━━━━━ Page extract

Genetics of bipolar disorder - NeuRAOf course there are other factors too in cancer genesis such as radiation, onogenic viruses, and other familial genetic factors.

There are also many other factors unrelated to genes or the environment that directly or indirectly cause cancers and other types of diseases. These factors include nutrition, stress, exercise, occupation, age, family history, social and economic status, ethnicity among others. Genes and the environment are just two among many.

Additionally, there are also many types of genetic diseases such as familial diseases not related to the environment.

To describe all of them even briefly requires several chapters and can run into several hundreds of pages. This is not the aim or the scope of this brief article.  

This very brief article giving only a few examples how genes can express differently when influenced by environmental challenges as one of the causes of mental disorders was written during a discussion.

It was actually a discussion among a senior consultant psychiatrist and a few senior doctors whether or not genes play a part in causing depression and other mental disorders. A copy of their discussion was sent to me, and I merely add my views.

Genes, environment, nutrition, physical activities, and lifestyles, social and other economic activities among many all play a role in the status of physical mental, social, and spiritual health, and not just  genes or the environment alone.

To describe and explain all of them require huge and lengthy chapters, and is outside the scope of this short blog.

Perhaps an example using virus and oncogene briefly described here should suffice.

Oncogenic viruses:

A large number of viruses including DNA and RNA viruses have been shown to be cancer- causing in a wide diversity of animals, including the development of human cancers.

But there are also genetic and hereditary predisposition factors involved as well besides viruses.


One good example is retinoblastoma, the tumour of the retina which is inherited in some families as an autosomal dominant disorder.

Affected individuals inherit a mutation in one allele of the retinoblastoma gene, a known tumour suppressor gene, so that only a single somatic mutation in the second allele is required for the growth of the tumour.

A defect in a tumour suppressor gene (NF-1) has also been demonstrated to be responsible for the increased risk of the tumour in Type 1 neurofibromatosis.

This autosomal dominant condition is portrayed by the growth of multiple benign tumours derived from Schwann’s cells (neurofibromas).  Unfortunately, some of these neurofibromas may become malignant in later life, possibly due to epigenetic influence.

━━━━━━━━━━
━━━━━ Extracted information

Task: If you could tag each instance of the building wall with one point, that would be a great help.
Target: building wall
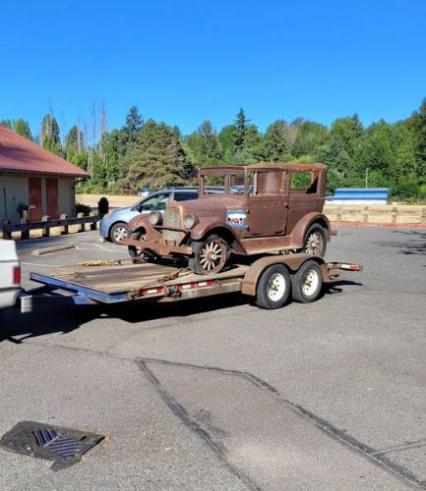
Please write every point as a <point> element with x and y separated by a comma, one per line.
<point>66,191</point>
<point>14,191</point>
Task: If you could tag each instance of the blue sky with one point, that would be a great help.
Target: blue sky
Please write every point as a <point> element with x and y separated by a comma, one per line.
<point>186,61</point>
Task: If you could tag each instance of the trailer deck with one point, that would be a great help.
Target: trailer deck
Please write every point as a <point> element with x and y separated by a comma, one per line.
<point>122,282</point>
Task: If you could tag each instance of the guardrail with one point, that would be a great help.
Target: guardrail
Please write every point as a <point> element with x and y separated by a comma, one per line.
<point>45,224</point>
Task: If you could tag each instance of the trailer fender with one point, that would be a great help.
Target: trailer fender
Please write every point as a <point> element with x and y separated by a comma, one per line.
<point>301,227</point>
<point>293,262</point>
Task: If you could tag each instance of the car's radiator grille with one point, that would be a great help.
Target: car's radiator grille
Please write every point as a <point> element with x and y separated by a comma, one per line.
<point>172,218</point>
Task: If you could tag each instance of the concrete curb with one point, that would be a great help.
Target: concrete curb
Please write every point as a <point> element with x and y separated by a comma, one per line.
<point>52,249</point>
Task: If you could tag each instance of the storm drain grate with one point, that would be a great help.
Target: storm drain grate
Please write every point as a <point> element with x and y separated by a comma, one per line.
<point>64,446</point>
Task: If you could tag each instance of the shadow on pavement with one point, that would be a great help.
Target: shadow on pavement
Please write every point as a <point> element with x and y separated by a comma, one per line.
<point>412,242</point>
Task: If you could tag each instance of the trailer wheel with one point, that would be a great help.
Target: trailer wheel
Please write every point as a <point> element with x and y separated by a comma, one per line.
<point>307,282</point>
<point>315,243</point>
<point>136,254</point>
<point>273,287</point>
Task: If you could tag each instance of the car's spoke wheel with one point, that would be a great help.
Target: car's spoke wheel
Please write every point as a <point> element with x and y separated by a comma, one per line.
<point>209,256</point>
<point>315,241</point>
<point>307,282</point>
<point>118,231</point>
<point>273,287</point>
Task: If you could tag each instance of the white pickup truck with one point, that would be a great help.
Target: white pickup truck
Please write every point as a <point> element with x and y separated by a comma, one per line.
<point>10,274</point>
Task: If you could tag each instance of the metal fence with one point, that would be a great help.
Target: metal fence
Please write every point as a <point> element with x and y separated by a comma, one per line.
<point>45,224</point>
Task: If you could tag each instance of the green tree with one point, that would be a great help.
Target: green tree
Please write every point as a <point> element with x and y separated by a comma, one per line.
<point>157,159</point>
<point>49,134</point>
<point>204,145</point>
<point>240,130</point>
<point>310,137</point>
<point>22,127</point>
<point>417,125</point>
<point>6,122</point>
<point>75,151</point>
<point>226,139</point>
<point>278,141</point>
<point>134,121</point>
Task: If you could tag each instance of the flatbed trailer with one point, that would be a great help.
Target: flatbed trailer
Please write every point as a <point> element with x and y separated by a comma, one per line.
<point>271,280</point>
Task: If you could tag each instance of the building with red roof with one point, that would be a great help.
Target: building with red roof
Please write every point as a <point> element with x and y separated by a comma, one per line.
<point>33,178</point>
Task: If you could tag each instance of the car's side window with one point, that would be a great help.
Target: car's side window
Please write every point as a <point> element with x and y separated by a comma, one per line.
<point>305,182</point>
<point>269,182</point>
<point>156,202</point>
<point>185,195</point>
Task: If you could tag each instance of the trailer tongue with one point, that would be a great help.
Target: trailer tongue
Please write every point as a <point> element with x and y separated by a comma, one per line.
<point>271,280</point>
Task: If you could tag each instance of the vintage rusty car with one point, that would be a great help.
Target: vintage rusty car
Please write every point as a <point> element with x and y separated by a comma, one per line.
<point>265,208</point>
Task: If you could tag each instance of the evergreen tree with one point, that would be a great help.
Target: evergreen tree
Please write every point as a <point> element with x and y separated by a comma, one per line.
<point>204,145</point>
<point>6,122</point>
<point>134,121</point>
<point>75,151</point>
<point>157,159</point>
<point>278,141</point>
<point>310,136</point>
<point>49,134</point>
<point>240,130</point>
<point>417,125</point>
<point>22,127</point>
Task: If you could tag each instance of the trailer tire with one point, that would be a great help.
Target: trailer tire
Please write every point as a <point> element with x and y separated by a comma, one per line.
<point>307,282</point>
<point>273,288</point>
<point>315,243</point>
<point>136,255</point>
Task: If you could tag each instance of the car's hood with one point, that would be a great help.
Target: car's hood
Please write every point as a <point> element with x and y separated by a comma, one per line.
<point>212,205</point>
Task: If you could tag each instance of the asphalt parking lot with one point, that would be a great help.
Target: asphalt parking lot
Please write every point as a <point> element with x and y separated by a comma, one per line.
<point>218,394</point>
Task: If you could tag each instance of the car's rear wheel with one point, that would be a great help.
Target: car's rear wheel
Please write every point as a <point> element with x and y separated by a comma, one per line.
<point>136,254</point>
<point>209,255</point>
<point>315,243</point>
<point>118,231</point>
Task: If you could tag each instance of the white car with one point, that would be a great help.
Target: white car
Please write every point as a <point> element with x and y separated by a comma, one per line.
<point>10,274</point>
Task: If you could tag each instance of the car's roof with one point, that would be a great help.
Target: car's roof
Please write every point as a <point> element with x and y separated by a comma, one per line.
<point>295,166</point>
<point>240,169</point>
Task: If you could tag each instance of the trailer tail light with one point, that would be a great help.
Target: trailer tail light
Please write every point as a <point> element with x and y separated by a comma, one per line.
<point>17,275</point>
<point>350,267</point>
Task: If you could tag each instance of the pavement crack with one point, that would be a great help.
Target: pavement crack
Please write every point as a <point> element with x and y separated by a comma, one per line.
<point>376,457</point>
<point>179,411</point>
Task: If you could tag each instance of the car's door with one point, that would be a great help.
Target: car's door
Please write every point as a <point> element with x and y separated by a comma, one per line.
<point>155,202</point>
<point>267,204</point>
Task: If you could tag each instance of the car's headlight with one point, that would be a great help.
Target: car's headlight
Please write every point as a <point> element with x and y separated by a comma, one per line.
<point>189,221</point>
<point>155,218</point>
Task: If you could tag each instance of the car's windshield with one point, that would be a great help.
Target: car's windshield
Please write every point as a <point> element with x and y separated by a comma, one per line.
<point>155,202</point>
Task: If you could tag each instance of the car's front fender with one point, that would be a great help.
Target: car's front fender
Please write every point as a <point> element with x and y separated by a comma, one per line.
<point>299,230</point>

━━━━━━━━━━

• [Tasks to carry out]:
1 – In the passage on genes, environment and disease, how is retinoblastoma inherited in some families?
2 – Summarize the passage on genes, environment and disease in two sentences.
3 – Continue the passage on genes, environment and disease from the point where it stops.

• [Your responses]:
1 – It is inherited as an autosomal dominant disorder.

2 – Genes, the environment, nutrition, lifestyle and social and economic factors all contribute to health, and a full account of them lies outside the scope of this brief article, which grew out of a discussion among doctors about whether genes play a part in depression and other mental disorders. As an example, it notes that many viruses can cause cancer but that hereditary factors are also involved, as in retinoblastoma and Type 1 neurofibromatosis, where defects in tumour suppressor genes raise the risk of tumours.

3 –
Then there are of course host response to cancers where immunological surveillance of a person is capable of preventing potential cancers from rising such as seen in immunosuppressed individuals where cancers are more common.

Nevertheless, it has also been observed that only certain types of cancers such as lymphomas and leukaemias are more common in immunosuppressed individuals, whereas breast and lung cancers are not affected during immune suppressions. 

Genes in Mental Disorders:

Coming back to the original dialogue among psychiatrists and doctors emailed to me whether or not genes play a part in mental disorders, here’s what I can say to them. 

It has long been accepted that schizophrenia, for instance, is more prevalent in some families.

However, this does not necessarily suggest a genetic involvement  to this disorder  since social, cultural, and environmental factors are all collective norms shared within families systems.

Evidence for the hypothesis that genes contribute towards the aetiology of schizophrenia came from studies on adaptation of twins when it was shown that there was a  over a 50  percent  chance of schizophrenia being common between monozygotic twin.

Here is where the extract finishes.